Required task - In every one of the records below, swap "bounding box" for "enclosing rectangle" and leave everything else unchanged.

----

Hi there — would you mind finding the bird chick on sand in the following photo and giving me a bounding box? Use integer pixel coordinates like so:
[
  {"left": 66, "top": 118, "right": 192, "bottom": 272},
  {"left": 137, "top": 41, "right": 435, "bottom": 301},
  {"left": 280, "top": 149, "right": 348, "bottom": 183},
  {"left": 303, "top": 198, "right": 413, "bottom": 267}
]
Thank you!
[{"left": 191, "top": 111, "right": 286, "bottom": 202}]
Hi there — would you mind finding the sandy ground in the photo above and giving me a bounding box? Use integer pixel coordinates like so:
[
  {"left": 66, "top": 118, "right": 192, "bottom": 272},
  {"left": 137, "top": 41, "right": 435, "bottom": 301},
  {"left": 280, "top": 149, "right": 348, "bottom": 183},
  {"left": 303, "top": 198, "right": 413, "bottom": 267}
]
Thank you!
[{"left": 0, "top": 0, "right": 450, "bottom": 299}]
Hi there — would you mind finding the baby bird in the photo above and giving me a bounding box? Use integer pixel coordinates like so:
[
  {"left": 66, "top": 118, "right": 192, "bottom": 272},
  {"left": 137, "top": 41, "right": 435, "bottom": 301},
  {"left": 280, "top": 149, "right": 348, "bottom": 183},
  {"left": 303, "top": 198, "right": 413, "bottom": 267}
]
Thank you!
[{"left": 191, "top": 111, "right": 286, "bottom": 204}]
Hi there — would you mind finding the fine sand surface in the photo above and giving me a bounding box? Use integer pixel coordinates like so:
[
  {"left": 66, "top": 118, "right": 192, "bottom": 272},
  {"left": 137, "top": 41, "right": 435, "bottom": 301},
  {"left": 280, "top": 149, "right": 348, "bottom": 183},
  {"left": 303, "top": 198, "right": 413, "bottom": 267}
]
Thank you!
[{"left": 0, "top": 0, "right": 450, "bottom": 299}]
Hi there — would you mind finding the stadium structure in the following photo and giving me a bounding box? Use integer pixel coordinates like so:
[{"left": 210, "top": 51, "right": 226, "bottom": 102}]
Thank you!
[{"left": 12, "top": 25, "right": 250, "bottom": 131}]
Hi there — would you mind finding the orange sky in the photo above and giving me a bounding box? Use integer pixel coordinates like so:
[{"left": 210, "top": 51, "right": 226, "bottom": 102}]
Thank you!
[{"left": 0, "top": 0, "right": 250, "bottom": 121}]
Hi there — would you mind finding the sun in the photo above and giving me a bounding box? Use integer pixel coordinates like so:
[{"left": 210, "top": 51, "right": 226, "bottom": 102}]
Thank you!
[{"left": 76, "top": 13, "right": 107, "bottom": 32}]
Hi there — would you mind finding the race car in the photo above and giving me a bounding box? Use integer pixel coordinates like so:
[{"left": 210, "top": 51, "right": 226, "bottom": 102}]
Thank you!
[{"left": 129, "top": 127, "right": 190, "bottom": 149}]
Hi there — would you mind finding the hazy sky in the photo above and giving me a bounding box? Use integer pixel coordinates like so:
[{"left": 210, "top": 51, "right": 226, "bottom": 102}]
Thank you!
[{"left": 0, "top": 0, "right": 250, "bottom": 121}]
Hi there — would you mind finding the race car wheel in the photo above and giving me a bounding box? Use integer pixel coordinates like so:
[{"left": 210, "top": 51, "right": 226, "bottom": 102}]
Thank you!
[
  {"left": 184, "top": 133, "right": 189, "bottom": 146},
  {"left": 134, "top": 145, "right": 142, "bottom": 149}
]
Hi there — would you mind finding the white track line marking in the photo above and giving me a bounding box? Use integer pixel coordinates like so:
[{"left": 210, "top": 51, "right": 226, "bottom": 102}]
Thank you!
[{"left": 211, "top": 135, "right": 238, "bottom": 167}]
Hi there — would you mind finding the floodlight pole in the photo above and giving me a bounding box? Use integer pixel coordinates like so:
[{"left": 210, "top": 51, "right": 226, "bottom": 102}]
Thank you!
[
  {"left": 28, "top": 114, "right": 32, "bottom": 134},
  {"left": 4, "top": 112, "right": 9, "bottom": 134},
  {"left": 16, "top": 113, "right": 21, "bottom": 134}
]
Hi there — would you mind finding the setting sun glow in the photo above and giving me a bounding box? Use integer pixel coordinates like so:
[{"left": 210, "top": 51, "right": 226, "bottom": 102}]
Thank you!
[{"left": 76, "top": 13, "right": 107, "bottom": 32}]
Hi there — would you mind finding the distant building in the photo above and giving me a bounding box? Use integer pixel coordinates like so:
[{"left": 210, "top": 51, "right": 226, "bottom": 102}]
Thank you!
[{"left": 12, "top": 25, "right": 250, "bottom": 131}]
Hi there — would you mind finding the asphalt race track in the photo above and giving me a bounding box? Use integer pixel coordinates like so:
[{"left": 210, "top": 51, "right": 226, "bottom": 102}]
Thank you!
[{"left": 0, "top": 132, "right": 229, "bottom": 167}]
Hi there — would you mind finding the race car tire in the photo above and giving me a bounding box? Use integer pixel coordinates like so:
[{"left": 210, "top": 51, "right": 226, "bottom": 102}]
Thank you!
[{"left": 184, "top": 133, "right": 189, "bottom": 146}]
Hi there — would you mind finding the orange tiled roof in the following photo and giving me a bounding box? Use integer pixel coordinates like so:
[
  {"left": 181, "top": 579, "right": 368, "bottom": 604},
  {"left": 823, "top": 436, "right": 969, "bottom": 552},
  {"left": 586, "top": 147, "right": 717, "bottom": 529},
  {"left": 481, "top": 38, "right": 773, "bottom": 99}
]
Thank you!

----

Answer -
Hi there — would you mind finding the bird chick on sand in the following photo and giving me a enclosing rectangle? Use integer pixel coordinates like so:
[
  {"left": 66, "top": 118, "right": 192, "bottom": 272},
  {"left": 137, "top": 41, "right": 435, "bottom": 301},
  {"left": 280, "top": 149, "right": 348, "bottom": 183},
  {"left": 303, "top": 198, "right": 413, "bottom": 267}
]
Thank you!
[{"left": 191, "top": 111, "right": 286, "bottom": 202}]
Hi there — would you mind finding the sandy ground in the photo above and giving me a enclosing rectangle? Use integer pixel coordinates like so:
[
  {"left": 66, "top": 118, "right": 192, "bottom": 272},
  {"left": 137, "top": 41, "right": 435, "bottom": 301},
  {"left": 280, "top": 149, "right": 348, "bottom": 183},
  {"left": 303, "top": 198, "right": 413, "bottom": 267}
]
Thank you!
[{"left": 0, "top": 0, "right": 450, "bottom": 299}]
Hi there — would you mind finding the baby bird in the photo above and giving me a enclosing rectangle? Use integer pixel coordinates like so:
[
  {"left": 66, "top": 118, "right": 192, "bottom": 272},
  {"left": 137, "top": 41, "right": 435, "bottom": 301},
  {"left": 280, "top": 149, "right": 348, "bottom": 183},
  {"left": 303, "top": 198, "right": 413, "bottom": 267}
]
Thank you!
[{"left": 191, "top": 111, "right": 286, "bottom": 204}]
Hi there — would you mind finding the fine sand surface in the photo above and giving me a enclosing rectangle? Use integer pixel coordinates like so:
[
  {"left": 66, "top": 118, "right": 192, "bottom": 272},
  {"left": 137, "top": 41, "right": 435, "bottom": 301},
  {"left": 280, "top": 149, "right": 348, "bottom": 183},
  {"left": 303, "top": 198, "right": 413, "bottom": 267}
]
Thank you!
[{"left": 0, "top": 0, "right": 450, "bottom": 299}]
Hi there — would you mind finding the stadium structure in the following photo and giving me a enclosing rectangle? Use integer pixel coordinates like so:
[{"left": 210, "top": 51, "right": 226, "bottom": 102}]
Thank you!
[{"left": 12, "top": 25, "right": 250, "bottom": 131}]
Hi there — would you mind finding the orange sky in the photo above and giving me a enclosing rectangle? Use integer pixel coordinates like so:
[{"left": 210, "top": 51, "right": 226, "bottom": 102}]
Thank you!
[{"left": 0, "top": 0, "right": 250, "bottom": 121}]
Hi there — would you mind finding the sun in the photo above and giving me a enclosing rectangle? Use integer pixel coordinates like so:
[{"left": 210, "top": 51, "right": 226, "bottom": 102}]
Thank you!
[{"left": 76, "top": 13, "right": 107, "bottom": 32}]
Hi there — would you mind finding the race car in the photo above and giving me a enclosing rectangle? Use integer pixel coordinates like so:
[{"left": 210, "top": 51, "right": 226, "bottom": 102}]
Thank you!
[{"left": 129, "top": 127, "right": 190, "bottom": 149}]
Hi there — would you mind finding the hazy sky in the photo above and giving me a enclosing rectangle? Use integer pixel coordinates like so:
[{"left": 210, "top": 51, "right": 226, "bottom": 102}]
Thank you!
[{"left": 0, "top": 0, "right": 250, "bottom": 121}]
Hi there — would you mind finding the race car wheel in the photo above and giving me a enclosing rectangle? Use integer pixel coordinates like so:
[{"left": 210, "top": 51, "right": 226, "bottom": 102}]
Thank you!
[
  {"left": 184, "top": 133, "right": 189, "bottom": 146},
  {"left": 134, "top": 145, "right": 142, "bottom": 149}
]
Hi there — would you mind finding the white track line marking in the photo above and giving me a enclosing rectangle? Use integer pixel coordinates like so:
[{"left": 210, "top": 51, "right": 226, "bottom": 102}]
Thank you!
[{"left": 211, "top": 135, "right": 238, "bottom": 167}]
Hi there — would you mind finding the floodlight pole in the photo above and giving me a enclosing rectangle? Use integer pixel coordinates like so:
[{"left": 210, "top": 51, "right": 226, "bottom": 102}]
Thank you!
[
  {"left": 28, "top": 114, "right": 32, "bottom": 134},
  {"left": 4, "top": 112, "right": 9, "bottom": 134},
  {"left": 16, "top": 113, "right": 21, "bottom": 134}
]
Hi there — would you mind finding the setting sun glow in the photo above and giving me a enclosing rectangle? Use integer pixel coordinates like so:
[{"left": 210, "top": 51, "right": 226, "bottom": 102}]
Thank you!
[{"left": 76, "top": 13, "right": 107, "bottom": 32}]
Hi there — would you mind finding the distant building in the photo above and giving me a enclosing rectangle? Use integer pixel coordinates like so:
[{"left": 210, "top": 51, "right": 226, "bottom": 102}]
Thank you!
[{"left": 12, "top": 25, "right": 250, "bottom": 131}]
Hi there — would you mind finding the asphalt race track in the photo above and giving me a enclosing rectangle? Use integer pixel coordinates like so:
[{"left": 210, "top": 51, "right": 226, "bottom": 102}]
Thank you!
[{"left": 0, "top": 132, "right": 229, "bottom": 167}]
Hi there — would you mind finding the race car tire in the photo above and giving me a enclosing rectangle? Use integer pixel coordinates like so:
[{"left": 210, "top": 51, "right": 226, "bottom": 102}]
Thank you!
[{"left": 184, "top": 133, "right": 189, "bottom": 146}]
Hi there — would you mind finding the orange tiled roof in the following photo and giving me a enclosing rectangle? Use integer pixel coordinates like so:
[
  {"left": 181, "top": 579, "right": 368, "bottom": 604},
  {"left": 823, "top": 436, "right": 969, "bottom": 552},
  {"left": 586, "top": 147, "right": 717, "bottom": 529},
  {"left": 481, "top": 38, "right": 773, "bottom": 99}
]
Thank you!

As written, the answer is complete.